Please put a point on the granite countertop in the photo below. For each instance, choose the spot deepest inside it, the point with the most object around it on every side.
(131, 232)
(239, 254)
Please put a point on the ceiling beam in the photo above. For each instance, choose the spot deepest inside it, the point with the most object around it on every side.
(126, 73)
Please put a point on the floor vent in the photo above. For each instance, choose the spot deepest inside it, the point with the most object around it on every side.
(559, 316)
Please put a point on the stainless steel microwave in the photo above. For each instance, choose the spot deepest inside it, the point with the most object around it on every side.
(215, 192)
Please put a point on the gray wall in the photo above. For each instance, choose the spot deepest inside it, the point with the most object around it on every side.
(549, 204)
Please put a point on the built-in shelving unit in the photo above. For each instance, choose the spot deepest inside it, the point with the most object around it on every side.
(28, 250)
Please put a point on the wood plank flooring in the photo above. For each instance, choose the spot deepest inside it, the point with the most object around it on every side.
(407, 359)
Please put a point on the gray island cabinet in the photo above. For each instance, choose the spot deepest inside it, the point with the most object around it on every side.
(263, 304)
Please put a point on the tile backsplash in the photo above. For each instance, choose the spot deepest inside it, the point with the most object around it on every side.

==

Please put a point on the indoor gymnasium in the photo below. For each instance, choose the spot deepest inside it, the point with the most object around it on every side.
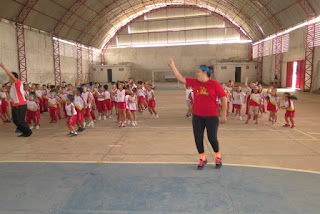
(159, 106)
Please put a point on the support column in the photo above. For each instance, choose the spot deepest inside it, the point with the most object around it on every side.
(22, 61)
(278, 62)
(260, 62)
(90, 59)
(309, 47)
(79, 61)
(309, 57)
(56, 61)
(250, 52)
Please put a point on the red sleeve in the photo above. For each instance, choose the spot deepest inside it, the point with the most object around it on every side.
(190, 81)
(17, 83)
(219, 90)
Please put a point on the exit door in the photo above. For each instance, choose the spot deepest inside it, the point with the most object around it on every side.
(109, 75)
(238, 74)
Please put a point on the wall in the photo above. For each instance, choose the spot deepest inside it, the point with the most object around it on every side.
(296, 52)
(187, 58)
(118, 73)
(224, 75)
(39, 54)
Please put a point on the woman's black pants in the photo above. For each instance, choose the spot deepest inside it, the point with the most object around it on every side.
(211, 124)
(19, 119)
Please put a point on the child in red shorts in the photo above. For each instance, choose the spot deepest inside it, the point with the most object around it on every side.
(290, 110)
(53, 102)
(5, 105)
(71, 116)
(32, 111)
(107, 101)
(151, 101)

EXERCISE DESCRIPTION:
What you return must be the lines above that run from the line with "Please put a point on the gray island" to the line with "Please put a point on the tile", inclusive, each copied exactly.

RESPONSE TO THE TASK:
Please put a point on the gray island cabinet in the photo above. For each instance, choose the spot deepest inside it, the point with the most object around it on every side.
(263, 304)
Please put a point on the tile backsplash in the photo above. For each instance, choose the spot deepest inside it, the point with the most object around it on every side.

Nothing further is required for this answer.